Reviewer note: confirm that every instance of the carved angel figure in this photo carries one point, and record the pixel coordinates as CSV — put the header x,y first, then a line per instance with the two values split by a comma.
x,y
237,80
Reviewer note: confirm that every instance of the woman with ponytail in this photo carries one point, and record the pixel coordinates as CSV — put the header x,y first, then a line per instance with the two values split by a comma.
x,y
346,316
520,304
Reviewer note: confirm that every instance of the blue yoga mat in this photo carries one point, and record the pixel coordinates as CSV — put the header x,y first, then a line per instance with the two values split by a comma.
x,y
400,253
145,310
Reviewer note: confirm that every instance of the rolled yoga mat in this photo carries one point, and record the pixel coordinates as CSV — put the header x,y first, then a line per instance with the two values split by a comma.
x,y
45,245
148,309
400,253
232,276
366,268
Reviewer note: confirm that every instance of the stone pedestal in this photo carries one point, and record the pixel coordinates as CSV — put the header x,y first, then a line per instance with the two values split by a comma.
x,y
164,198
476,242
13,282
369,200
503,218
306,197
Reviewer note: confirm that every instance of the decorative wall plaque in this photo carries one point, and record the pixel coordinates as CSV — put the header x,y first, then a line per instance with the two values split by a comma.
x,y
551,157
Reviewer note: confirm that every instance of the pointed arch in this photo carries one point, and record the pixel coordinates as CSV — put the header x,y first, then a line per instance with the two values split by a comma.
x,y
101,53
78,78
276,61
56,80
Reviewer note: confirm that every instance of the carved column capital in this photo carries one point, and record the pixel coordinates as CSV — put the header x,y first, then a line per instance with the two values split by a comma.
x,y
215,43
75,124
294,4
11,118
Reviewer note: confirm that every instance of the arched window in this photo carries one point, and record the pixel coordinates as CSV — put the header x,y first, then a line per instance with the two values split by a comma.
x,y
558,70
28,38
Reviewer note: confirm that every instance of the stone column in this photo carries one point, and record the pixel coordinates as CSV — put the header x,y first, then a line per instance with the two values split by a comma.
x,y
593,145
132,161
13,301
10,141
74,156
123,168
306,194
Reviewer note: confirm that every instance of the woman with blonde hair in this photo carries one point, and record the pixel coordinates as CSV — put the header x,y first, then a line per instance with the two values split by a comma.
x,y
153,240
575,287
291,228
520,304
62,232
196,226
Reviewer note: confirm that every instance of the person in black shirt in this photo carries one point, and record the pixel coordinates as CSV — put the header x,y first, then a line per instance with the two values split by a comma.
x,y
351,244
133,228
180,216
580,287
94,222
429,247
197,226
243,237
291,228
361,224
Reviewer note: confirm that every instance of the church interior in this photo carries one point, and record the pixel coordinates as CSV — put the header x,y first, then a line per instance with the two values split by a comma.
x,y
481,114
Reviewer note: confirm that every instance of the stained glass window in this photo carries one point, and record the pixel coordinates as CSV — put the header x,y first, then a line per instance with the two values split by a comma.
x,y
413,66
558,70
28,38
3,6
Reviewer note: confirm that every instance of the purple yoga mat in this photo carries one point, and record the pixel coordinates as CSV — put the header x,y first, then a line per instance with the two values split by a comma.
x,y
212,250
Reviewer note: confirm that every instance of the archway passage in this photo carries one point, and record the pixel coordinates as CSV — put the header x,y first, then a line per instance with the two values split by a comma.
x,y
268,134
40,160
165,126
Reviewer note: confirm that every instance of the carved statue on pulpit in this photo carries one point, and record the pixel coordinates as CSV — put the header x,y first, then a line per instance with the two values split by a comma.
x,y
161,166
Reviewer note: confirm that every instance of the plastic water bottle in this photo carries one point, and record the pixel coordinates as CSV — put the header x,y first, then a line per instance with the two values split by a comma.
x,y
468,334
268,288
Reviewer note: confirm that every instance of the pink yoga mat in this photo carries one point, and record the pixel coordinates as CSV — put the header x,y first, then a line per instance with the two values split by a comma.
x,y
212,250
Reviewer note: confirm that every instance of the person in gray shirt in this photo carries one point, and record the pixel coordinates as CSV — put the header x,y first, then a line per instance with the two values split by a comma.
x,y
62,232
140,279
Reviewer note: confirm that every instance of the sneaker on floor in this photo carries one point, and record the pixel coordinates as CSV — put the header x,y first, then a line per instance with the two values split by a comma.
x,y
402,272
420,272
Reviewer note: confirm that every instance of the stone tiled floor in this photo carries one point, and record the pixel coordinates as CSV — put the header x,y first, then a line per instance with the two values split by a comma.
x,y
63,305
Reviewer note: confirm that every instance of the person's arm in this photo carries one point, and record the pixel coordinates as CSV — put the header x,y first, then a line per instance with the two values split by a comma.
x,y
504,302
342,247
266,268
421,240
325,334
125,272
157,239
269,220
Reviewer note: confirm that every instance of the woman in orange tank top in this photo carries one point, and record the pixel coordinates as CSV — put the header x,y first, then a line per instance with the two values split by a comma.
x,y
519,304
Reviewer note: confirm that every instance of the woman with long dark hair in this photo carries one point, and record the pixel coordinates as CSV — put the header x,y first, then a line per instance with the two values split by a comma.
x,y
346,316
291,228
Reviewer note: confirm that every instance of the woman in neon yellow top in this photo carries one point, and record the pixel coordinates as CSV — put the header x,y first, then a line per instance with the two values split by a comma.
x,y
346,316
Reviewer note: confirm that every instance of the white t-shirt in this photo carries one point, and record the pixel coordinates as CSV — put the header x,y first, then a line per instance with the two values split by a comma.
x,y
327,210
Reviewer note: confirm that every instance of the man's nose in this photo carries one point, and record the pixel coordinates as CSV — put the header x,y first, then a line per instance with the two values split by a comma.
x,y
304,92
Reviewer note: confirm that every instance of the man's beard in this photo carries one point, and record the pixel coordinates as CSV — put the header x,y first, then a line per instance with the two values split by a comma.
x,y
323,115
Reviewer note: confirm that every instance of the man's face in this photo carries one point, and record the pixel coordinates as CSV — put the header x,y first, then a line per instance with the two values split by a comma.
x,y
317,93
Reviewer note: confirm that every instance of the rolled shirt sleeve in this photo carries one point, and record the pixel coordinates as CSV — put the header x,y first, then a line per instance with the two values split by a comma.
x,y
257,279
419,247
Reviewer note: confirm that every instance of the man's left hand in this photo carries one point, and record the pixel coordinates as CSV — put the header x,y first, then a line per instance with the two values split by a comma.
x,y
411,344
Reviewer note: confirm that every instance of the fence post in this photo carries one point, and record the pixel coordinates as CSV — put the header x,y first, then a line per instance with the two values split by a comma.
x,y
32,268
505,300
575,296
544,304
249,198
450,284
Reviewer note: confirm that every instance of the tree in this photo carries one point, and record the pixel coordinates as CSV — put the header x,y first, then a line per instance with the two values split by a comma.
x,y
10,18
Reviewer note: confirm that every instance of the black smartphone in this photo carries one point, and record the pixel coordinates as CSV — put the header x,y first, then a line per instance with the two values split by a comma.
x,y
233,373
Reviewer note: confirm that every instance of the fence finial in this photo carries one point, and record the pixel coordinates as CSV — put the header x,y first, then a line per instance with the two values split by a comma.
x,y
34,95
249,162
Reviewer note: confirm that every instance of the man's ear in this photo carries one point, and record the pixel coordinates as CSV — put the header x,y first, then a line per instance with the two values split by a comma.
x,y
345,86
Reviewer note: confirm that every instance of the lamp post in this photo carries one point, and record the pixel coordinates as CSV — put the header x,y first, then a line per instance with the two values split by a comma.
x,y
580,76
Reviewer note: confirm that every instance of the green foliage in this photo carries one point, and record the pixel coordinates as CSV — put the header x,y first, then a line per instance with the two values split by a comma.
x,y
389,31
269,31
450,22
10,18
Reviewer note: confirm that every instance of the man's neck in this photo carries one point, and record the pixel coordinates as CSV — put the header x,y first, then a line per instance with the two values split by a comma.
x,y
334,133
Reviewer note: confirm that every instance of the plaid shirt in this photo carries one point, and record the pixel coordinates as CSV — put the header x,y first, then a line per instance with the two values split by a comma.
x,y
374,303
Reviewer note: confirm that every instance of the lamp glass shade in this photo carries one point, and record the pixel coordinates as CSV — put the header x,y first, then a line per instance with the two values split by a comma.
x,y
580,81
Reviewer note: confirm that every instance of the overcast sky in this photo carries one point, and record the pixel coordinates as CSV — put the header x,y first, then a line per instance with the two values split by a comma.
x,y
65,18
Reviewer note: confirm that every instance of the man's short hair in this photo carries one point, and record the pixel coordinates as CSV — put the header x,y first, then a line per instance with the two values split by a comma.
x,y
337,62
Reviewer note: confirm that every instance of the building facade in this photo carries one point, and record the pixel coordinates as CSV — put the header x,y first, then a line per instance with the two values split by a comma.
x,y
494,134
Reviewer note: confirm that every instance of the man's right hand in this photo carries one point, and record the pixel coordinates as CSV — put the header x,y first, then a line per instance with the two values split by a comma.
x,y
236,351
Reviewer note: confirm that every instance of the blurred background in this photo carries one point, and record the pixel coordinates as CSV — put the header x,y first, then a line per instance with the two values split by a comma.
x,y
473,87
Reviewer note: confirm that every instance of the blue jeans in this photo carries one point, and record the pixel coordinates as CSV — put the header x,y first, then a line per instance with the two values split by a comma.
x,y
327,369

----

== WHAT YOU NEED TO DO ==
Can you write out again the part of the records that opens with the line containing "Reviewer note: confirm that every instance of the man's right" and runs through the end of the records, requests included? Multiply every coordinate value in the answers by 1.1 and round it to a whole number, with halves rounded up, and give only that part.

== EXERCISE RESPONSE ==
Reviewer note: confirm that every instance of the man's right hand in this photo carries one point, and record the pixel coordinates as CSV — put the header x,y first, then a line per instance with the two values split by a comma.
x,y
260,386
Reviewer note: confirm that every instance of the blurred background in this photo carries one point, and record the pixel coordinates as CSV — put the header x,y first, then a line per instance with the two values split by a comma.
x,y
520,96
Reviewer note: confirm that every instance of the blue jeans in this photo carries one point, and record the pixel coordinates as CSV — put the header x,y first, then a line per instance with the two values split by a comma.
x,y
360,406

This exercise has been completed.